Challenges
- A) Please rewrite the rural policy speech, starting with "Thank you to" and going on through "we care about.", with "drought" changed to "dry spell".
- B) Answer these questions from the rural policy speech:
(i) Which electorate does Sussan Ley represent?
(ii) On what date was the speech given?
(iii) Which member proposed the matter of public importance?
- C) Carry the rural policy speech forward from its final sentence.

Document excerpt
House debates

Wednesday, 18 October 2006

Matters of Public Importance

Rural Policy

3:40 pm

Photo of Sussan LeySussan Ley (Farrer, Liberal Party, Parliamentary Secretary to the Minister for Agriculture, Fisheries and Forestry) Share this | Hansard source

Thank you to the member for New England for proposing this very important matter of public importance for discussion here in the House today. Today’s MPI deals with effective rural policy now and into the future. I do not propose to be political. The member for New England has talked about what sickens farmers in these difficult times, and I think one of the things that really does sicken farmers is when opposing parties, relatively comfortable here in Canberra—we have close connections with our rural electorates but personally we are quite comfortably off—start attacking each other across this chamber or in our state legislatures. So I do not propose to do that today. I think it is important that we as a team, if I can say that, of rural and regional members highlight what this drought is doing to the people that we represent, the people that we care about.

Data lines
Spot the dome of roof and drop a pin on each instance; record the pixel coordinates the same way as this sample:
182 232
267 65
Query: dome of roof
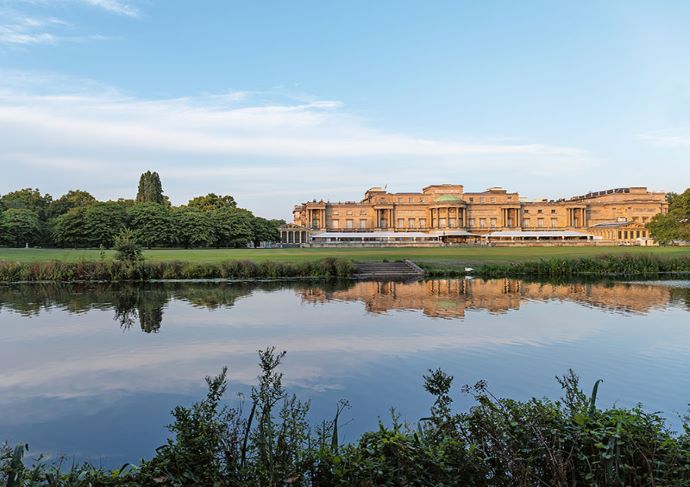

Answers in order
- A)
Thank you to the member for New England for proposing this very important matter of public importance for discussion here in the House today. Today’s MPI deals with effective rural policy now and into the future. I do not propose to be political. The member for New England has talked about what sickens farmers in these difficult times, and I think one of the things that really does sicken farmers is when opposing parties, relatively comfortable here in Canberra—we have close connections with our rural electorates but personally we are quite comfortably off—start attacking each other across this chamber or in our state legislatures. So I do not propose to do that today. I think it is important that we as a team, if I can say that, of rural and regional members highlight what this dry spell is doing to the people that we represent, the people that we care about.

- B)
(i) Farrer
(ii) Wednesday, 18 October 2006
(iii) The member for New England

- C)
So let me just paint a quick picture of the scene we are dealing with at the moment. This will very much be focused on my main area as the member for Farrer in southern New South Wales, an area that starts at the top of Mount Kosciuszko, runs along the Murray River and finishes at the South Australian border. The Snowy Mountains scheme—some 17 dams in the high country there, connected intricately with the Murray-Darling system—and water storages across the region are coping or trying to come to terms with a state of affairs that I do not believe the people who designed and built them ever envisaged. The country in my area looks like it does in the middle of January, and that is a pretty depressing sight. There are no or low water allocations to general security users on the Murray—that is, people who do not have a guaranteed allocation of water are facing zero allocation.

What really annoys me when I travel—as we all do, to events in cities or bigger regional centres—is when somebody says to me, as they invariably do: ‘Well, there you are. You’re growing cotton and rice where you have no business to be growing it in this record drought.’ The point I make here—and I never get tired of making it—is that we are growing precious little cotton and almost no rice in the Murray-Darling system, because the water allocation for those irrigators is zero. General security water allocation is zero.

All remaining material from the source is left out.